▶ [SHORT PROBLEM]: Render the records as a numbered list, from the line containing "Target: candle holder" up to and including the line containing "M 65 86 L 59", with blank lines left out.

▶ [INFORMATION SUPPLIED]:

▼

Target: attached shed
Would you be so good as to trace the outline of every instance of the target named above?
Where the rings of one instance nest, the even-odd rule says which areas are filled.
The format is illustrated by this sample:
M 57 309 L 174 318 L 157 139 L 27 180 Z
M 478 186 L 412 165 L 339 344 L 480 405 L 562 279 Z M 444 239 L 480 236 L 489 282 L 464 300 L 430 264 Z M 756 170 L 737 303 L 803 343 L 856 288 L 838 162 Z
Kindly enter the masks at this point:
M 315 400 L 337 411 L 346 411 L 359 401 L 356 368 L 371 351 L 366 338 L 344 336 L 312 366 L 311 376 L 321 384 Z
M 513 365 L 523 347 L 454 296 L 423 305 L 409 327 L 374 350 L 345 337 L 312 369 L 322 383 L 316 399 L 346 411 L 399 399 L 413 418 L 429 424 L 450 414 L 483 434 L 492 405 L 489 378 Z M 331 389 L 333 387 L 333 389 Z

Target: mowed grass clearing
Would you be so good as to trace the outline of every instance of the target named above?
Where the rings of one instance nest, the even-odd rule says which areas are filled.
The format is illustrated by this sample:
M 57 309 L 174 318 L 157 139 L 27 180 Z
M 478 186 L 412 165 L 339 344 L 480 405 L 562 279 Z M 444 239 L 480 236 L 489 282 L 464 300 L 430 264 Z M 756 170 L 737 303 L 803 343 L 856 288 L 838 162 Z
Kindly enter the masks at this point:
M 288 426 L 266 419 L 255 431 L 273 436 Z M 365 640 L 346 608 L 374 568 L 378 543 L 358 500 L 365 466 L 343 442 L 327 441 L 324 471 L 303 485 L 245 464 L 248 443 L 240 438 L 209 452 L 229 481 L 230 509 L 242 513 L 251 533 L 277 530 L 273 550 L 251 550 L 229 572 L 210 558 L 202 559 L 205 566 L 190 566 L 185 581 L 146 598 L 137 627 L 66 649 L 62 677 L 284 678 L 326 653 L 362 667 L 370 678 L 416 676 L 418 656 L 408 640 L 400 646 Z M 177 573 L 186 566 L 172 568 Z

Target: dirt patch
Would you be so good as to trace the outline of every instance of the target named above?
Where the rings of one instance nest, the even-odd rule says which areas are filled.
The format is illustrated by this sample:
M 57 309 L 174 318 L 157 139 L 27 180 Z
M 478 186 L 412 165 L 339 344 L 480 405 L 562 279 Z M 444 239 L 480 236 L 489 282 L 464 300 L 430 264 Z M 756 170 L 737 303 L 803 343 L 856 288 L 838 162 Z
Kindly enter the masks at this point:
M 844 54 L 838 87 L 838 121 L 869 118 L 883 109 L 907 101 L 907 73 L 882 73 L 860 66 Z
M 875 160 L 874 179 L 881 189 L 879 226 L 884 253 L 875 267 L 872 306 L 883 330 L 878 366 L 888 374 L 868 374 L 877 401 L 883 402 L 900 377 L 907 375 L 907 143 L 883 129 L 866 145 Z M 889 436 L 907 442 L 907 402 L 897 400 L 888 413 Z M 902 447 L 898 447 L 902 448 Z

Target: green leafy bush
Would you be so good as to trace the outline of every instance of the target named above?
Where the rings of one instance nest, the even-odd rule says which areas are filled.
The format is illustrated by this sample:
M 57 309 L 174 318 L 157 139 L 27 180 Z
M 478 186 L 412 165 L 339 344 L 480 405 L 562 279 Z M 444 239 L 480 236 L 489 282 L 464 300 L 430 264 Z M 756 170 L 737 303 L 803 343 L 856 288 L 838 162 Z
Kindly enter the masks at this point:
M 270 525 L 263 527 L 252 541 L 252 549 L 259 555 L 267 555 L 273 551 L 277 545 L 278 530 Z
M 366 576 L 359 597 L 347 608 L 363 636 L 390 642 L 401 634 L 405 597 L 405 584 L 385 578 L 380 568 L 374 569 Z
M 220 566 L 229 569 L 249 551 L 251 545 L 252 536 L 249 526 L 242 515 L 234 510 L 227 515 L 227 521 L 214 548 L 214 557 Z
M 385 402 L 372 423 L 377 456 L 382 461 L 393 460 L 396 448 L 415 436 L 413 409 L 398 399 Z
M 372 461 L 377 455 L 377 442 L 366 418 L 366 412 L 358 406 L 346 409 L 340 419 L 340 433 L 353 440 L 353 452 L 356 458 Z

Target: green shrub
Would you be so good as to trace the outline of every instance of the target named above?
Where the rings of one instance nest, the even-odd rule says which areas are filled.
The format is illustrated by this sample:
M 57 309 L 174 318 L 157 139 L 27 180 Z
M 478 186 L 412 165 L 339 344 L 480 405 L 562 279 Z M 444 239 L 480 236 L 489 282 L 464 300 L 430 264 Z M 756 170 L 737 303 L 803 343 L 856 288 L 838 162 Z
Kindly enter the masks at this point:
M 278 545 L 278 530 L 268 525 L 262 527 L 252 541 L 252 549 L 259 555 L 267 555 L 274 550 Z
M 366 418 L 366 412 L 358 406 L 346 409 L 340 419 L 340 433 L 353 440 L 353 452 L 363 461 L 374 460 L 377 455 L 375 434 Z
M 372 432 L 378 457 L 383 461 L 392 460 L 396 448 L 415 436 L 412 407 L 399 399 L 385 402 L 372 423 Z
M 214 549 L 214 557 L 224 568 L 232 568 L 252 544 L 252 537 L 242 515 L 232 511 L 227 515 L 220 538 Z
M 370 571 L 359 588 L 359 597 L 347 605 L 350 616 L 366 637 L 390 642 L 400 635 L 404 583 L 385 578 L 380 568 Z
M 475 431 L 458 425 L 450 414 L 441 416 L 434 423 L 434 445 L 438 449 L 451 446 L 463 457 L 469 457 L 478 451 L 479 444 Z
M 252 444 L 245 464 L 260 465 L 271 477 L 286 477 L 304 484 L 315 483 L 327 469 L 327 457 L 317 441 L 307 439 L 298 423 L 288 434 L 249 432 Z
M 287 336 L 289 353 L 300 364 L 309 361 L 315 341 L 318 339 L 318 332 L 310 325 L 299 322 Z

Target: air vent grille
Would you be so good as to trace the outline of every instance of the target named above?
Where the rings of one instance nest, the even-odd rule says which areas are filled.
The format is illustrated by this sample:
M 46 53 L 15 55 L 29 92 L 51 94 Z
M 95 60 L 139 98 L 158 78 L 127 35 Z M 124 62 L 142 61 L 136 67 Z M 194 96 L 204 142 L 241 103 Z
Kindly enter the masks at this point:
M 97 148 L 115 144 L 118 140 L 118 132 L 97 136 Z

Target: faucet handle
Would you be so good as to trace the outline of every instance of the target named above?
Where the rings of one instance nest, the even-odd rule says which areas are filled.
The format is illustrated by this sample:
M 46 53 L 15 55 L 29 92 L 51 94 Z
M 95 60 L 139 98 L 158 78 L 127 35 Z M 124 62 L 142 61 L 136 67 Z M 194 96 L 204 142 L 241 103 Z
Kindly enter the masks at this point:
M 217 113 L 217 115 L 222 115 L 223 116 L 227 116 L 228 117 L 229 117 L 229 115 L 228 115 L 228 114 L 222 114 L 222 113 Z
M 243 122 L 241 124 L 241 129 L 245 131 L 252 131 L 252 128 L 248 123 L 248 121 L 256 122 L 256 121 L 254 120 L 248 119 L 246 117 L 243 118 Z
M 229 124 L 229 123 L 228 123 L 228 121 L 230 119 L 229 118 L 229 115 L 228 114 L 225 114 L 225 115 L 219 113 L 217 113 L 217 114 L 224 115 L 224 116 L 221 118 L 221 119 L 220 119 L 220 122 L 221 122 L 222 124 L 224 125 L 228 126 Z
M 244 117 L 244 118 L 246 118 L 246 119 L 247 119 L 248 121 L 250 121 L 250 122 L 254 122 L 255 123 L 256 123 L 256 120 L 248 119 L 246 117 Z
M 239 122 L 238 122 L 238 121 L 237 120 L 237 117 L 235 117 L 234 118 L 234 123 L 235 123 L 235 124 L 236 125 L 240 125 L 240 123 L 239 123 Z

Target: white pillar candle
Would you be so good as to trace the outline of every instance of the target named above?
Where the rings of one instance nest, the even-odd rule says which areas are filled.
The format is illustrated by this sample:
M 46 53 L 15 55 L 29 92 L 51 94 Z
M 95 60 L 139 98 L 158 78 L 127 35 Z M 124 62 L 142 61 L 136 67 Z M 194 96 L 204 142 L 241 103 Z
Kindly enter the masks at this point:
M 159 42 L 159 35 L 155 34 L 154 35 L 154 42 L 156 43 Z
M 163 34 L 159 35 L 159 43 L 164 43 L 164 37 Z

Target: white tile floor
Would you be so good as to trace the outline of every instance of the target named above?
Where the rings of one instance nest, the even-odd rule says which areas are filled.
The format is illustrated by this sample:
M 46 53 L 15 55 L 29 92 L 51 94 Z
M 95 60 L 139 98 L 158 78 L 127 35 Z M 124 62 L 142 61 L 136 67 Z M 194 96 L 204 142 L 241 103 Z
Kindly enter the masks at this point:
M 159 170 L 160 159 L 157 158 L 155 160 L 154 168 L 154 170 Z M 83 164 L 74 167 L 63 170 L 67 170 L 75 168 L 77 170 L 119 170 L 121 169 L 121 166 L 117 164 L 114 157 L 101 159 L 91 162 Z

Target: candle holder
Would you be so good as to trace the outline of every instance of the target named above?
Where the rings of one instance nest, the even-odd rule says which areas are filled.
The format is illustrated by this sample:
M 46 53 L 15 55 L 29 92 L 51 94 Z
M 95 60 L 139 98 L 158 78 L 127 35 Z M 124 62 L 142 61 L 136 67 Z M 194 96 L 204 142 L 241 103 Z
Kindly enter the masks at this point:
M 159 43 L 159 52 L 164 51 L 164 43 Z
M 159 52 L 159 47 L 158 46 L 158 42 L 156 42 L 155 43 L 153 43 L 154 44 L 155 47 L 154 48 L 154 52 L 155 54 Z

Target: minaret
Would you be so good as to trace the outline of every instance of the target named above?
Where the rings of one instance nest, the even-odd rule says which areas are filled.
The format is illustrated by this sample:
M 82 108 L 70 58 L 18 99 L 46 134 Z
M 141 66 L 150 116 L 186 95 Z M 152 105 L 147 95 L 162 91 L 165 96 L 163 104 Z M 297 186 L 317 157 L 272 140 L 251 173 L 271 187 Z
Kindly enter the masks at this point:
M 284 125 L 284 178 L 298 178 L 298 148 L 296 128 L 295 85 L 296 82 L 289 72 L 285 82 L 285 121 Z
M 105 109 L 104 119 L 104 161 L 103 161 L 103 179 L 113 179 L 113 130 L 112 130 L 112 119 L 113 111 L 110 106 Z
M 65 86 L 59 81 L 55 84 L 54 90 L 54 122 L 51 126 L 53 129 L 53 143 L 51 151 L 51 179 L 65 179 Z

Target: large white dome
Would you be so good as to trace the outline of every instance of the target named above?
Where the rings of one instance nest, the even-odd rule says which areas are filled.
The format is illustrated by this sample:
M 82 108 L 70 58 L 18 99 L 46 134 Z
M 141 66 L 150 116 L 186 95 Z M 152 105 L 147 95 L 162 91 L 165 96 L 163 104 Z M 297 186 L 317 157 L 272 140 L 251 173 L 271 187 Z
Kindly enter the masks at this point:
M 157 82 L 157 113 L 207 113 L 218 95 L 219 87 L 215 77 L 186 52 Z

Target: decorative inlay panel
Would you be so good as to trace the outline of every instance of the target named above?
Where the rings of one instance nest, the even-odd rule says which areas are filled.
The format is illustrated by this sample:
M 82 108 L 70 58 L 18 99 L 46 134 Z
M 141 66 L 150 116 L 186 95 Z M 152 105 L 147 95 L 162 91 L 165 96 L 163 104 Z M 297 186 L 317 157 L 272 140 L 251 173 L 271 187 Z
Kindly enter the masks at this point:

▲

▶ [SOLUTION TO THE PROBLEM]:
1. Target: candle holder
2. Would you be so good as to trace the outline of every instance of the target named above?
3. Where the rings of one instance nest, the even-odd rule says which areas are filled.
4. The format is illustrated by this sample:
5. M 46 53 L 15 55 L 29 92 L 51 94 Z
6. M 95 60 L 139 98 L 158 78 L 127 35 Z M 124 62 L 142 61 L 136 67 Z M 194 96 L 204 142 L 241 103 Z
7. Kindly enter the masks at this point:
8. M 159 43 L 159 52 L 164 51 L 164 43 Z
9. M 159 52 L 159 47 L 158 46 L 158 42 L 156 42 L 155 43 L 153 43 L 154 44 L 155 47 L 154 48 L 154 52 L 155 54 Z
10. Target: minaret
11. Would you be so good as to trace the outline of every instance of the target named above?
12. Where the rings of one instance nest, the even-odd rule says which areas are filled.
13. The format is illustrated by this sample:
14. M 82 108 L 70 58 L 18 99 L 46 134 Z
15. M 141 66 L 150 116 L 186 95 Z M 152 105 L 147 95 L 162 91 L 165 96 L 163 104 Z M 297 186 L 317 157 L 272 140 L 251 173 L 271 187 Z
16. Kindly enter the masks at this point:
17. M 284 125 L 284 178 L 298 178 L 298 148 L 296 128 L 295 85 L 296 82 L 289 72 L 285 82 L 285 121 Z
18. M 105 109 L 104 119 L 104 161 L 103 161 L 103 179 L 113 179 L 113 130 L 112 130 L 112 119 L 113 111 L 110 106 Z
19. M 65 86 L 59 81 L 55 84 L 54 90 L 54 122 L 51 126 L 53 129 L 53 143 L 51 151 L 51 179 L 65 179 Z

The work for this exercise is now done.